### Provided material ###
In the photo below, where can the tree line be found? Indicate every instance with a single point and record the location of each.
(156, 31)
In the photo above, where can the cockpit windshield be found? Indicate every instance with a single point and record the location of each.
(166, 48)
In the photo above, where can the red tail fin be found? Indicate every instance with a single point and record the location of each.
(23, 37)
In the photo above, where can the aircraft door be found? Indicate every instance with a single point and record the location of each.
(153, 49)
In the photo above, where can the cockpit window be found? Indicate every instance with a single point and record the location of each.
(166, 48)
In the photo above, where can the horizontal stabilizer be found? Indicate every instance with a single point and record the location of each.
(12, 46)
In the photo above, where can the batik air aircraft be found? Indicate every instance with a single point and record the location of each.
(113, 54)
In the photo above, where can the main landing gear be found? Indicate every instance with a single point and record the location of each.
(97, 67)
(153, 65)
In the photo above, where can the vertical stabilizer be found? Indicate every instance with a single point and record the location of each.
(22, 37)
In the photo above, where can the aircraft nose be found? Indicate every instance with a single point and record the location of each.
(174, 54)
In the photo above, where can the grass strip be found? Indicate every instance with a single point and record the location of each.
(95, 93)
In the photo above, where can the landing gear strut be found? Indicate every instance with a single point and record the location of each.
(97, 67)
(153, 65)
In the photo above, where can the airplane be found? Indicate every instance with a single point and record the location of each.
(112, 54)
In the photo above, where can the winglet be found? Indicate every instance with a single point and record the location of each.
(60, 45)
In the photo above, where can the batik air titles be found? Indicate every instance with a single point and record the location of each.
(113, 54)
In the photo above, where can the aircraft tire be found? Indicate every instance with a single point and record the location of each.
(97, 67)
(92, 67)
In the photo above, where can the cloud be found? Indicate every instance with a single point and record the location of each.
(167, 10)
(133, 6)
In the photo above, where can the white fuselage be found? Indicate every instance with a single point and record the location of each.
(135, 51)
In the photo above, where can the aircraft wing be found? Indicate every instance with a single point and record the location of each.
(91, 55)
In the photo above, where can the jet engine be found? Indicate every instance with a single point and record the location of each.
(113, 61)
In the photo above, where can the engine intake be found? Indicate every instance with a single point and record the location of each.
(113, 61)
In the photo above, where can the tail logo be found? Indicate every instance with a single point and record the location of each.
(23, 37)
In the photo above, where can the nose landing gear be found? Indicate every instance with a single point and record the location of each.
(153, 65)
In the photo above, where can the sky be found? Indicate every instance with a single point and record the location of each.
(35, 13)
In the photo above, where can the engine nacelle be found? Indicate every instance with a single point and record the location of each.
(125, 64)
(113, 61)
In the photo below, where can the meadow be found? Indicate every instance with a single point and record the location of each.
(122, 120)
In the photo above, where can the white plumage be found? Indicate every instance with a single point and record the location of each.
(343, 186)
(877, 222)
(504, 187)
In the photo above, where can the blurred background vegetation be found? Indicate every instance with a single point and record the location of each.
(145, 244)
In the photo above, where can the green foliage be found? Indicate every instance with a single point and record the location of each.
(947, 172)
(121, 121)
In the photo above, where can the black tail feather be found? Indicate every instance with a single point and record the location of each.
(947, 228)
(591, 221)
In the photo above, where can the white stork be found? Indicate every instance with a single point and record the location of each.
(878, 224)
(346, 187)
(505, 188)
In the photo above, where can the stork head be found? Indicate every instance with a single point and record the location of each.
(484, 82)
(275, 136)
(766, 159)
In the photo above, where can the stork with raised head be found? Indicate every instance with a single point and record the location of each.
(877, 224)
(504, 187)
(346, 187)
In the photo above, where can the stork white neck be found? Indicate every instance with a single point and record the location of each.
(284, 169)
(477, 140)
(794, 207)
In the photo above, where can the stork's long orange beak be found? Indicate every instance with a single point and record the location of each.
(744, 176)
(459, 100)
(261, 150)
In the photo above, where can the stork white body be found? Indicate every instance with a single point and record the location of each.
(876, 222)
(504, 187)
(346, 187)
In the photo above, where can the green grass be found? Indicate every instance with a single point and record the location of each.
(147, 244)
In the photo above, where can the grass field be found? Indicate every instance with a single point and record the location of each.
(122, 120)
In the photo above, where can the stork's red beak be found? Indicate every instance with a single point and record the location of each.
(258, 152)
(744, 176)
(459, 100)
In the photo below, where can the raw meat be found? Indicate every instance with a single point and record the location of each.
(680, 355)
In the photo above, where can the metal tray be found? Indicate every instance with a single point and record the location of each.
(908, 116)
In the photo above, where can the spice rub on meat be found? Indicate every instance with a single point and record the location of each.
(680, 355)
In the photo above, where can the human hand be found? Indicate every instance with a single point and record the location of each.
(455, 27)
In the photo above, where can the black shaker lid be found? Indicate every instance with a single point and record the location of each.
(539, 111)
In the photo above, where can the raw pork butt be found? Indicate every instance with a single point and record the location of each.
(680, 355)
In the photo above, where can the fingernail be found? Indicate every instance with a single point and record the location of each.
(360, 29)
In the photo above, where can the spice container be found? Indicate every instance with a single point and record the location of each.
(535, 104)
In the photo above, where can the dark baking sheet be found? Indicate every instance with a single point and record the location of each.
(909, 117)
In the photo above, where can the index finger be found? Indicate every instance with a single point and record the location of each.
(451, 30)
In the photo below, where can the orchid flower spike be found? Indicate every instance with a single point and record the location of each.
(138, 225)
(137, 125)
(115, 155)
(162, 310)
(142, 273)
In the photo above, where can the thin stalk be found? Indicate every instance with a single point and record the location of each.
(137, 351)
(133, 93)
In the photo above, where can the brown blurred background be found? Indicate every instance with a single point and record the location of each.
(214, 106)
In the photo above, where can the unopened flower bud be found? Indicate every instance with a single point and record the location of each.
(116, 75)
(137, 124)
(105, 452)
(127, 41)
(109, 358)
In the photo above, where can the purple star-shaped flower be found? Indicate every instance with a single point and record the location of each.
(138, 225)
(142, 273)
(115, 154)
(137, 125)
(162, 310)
###
### [Exercise]
Your output consists solely of the lines from the one with "In the photo above, where can the spice container" through the last line, copied exactly.

### [Solution to the exercise]
In the photo above, where can the spice container be found? Indicate every instance with a single point and record the location of each.
(535, 104)
In the photo above, where can the dark baking sheet be found? Indicate every instance with a single point and record the location of each.
(909, 117)
In the photo above, where can the index finger be found? Indicate every instance with a single point and record the location of each.
(451, 30)
In the photo below, where can the orchid flower spike be found? Indicate every instance with a single point and record the location of each.
(138, 225)
(137, 125)
(115, 155)
(162, 310)
(142, 273)
In the photo above, where can the thin stalk be found? Indicate every instance with a single point and record the location of each.
(137, 351)
(133, 93)
In the photo above, where can the brown blurred background be found? Indicate every instance with a single point and record the location of each.
(214, 106)
In the photo above, where can the unopened flower bud be found? Indicate every instance with a single point and record the location of each.
(116, 75)
(137, 124)
(105, 452)
(127, 41)
(109, 358)
In the photo above, where can the purple star-shaped flower be found? Indicate every instance with a single point and record the location of each.
(138, 225)
(142, 273)
(115, 154)
(137, 125)
(162, 310)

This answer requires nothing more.